What this task involves » In the entries below, find the line containing "Task: point to every instance of the dark blue" and the line containing "Task: point to every instance of the plastic". Copy those two lines and everything between them exactly, and only that.

■ ■ ■ ■ ■

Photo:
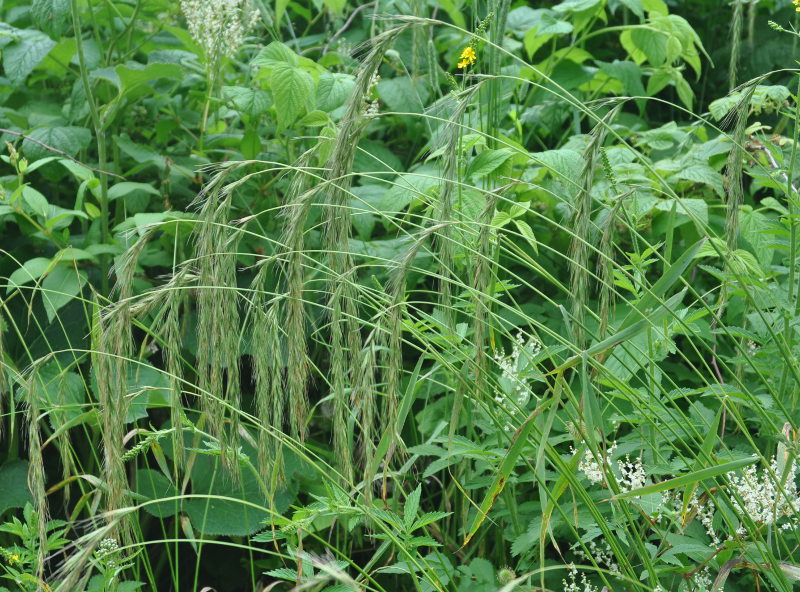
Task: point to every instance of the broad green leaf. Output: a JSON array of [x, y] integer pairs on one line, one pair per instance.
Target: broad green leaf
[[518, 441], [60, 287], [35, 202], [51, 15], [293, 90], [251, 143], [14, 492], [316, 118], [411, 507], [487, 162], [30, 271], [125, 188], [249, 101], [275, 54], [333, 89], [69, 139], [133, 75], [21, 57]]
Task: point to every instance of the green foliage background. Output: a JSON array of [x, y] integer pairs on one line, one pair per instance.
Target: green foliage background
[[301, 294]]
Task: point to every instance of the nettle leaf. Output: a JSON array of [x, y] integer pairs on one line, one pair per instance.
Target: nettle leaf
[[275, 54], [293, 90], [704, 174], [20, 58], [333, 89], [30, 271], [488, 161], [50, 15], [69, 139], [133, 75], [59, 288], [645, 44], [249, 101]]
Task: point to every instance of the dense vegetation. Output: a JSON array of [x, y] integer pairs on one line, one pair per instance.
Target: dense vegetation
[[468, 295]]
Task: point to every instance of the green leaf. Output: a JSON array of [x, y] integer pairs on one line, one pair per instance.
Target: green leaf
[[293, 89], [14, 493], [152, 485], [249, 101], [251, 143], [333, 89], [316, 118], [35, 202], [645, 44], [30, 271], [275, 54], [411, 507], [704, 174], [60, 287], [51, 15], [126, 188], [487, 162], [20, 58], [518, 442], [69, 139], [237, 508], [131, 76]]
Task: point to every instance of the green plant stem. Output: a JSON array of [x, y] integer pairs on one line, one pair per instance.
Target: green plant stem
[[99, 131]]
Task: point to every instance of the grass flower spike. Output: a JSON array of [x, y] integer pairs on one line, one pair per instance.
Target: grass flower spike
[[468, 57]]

■ ■ ■ ■ ■

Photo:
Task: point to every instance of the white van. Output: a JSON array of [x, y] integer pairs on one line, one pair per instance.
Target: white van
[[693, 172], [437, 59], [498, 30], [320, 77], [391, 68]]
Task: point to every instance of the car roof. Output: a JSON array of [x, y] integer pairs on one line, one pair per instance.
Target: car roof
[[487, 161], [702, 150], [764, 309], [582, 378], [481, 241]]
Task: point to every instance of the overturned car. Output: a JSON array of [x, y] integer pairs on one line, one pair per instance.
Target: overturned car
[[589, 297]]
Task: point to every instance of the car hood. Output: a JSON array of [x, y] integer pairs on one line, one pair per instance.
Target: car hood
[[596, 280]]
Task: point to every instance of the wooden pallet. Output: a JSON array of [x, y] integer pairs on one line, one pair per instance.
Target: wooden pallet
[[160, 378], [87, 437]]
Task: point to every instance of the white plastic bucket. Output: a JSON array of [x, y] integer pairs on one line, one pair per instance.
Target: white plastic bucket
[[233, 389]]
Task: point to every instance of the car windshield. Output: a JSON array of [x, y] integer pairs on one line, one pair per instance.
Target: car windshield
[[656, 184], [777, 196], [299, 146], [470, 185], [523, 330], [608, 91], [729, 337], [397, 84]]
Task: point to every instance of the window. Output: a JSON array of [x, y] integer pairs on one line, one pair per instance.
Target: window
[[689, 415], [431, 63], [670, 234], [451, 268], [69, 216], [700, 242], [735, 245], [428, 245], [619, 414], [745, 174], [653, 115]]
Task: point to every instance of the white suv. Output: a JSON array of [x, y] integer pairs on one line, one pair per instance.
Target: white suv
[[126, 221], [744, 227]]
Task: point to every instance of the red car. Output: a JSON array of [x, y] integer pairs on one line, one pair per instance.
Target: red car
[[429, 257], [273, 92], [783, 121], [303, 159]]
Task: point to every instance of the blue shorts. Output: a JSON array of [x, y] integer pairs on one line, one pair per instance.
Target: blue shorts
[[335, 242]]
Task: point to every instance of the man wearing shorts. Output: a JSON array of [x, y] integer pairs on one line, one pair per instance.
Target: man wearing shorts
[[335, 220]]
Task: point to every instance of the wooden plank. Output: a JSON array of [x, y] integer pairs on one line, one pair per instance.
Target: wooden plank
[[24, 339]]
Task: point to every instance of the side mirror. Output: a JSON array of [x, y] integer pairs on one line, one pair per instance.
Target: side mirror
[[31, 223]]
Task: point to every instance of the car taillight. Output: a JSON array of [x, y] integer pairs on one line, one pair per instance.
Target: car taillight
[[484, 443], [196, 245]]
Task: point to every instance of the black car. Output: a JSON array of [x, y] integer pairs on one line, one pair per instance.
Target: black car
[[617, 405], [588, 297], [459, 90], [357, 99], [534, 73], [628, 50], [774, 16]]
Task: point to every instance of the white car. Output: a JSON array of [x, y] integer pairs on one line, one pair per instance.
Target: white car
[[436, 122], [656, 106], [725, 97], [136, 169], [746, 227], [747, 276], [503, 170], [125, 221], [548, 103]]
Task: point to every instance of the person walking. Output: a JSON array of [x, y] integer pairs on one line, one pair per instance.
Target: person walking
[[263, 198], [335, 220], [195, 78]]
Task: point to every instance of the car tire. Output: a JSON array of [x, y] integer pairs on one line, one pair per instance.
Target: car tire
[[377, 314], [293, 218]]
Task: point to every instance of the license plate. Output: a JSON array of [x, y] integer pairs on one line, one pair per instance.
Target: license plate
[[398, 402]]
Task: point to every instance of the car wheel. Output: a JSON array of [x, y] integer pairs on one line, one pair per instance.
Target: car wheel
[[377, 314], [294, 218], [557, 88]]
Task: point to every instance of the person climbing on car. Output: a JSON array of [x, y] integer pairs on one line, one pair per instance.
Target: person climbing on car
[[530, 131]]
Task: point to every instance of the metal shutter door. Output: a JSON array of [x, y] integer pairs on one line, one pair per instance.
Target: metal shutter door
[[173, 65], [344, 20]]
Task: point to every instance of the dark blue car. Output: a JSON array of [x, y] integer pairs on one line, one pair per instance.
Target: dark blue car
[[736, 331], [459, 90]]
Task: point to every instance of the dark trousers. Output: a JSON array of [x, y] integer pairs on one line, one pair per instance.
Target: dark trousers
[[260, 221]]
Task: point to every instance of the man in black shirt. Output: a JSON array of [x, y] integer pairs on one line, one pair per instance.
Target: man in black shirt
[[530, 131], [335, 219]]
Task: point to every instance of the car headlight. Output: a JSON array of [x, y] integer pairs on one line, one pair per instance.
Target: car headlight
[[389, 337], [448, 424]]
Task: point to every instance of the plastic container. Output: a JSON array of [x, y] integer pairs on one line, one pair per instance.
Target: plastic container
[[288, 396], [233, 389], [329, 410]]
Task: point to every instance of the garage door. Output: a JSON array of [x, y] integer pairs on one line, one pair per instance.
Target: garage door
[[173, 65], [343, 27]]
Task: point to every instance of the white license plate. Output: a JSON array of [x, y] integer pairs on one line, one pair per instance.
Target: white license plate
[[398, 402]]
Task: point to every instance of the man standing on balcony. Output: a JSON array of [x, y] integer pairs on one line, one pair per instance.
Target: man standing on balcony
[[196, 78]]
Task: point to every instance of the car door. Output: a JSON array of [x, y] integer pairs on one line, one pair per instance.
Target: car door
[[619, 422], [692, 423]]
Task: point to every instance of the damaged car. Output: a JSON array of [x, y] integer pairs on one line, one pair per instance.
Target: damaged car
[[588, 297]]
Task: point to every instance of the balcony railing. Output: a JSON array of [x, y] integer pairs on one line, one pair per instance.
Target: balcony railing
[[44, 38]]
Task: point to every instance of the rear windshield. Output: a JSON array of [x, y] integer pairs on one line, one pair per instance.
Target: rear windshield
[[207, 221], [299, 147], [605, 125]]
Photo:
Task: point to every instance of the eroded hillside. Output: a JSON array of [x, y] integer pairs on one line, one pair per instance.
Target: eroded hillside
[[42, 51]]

■ ■ ■ ■ ■

Exercise response »
Task: point to every instance of the dark blue car. Output: a JSON array of [x, y] integer pairs on one line, one pair per instance.
Target: dark blue car
[[736, 331], [459, 90]]
Task: point to every instance of the dark trousers. Output: a JSON array of [x, y] integer pairs on one line, one pair per instance.
Target: dark trousers
[[260, 221]]
Task: point to every instance of the man in black shirt. Output: a JSON array of [x, y] integer pairs on one line, one pair per instance.
Target: man in black shirt
[[530, 131], [335, 219]]
Task: point to every instance of the car headlight. Output: a JSON array of [x, y] integer pairs on one line, one pair per instance.
Target: car headlight
[[389, 337], [448, 424]]
Task: point to every instance of the plastic container. Output: a JSON array of [x, y] integer pairs on one line, one pair per instance.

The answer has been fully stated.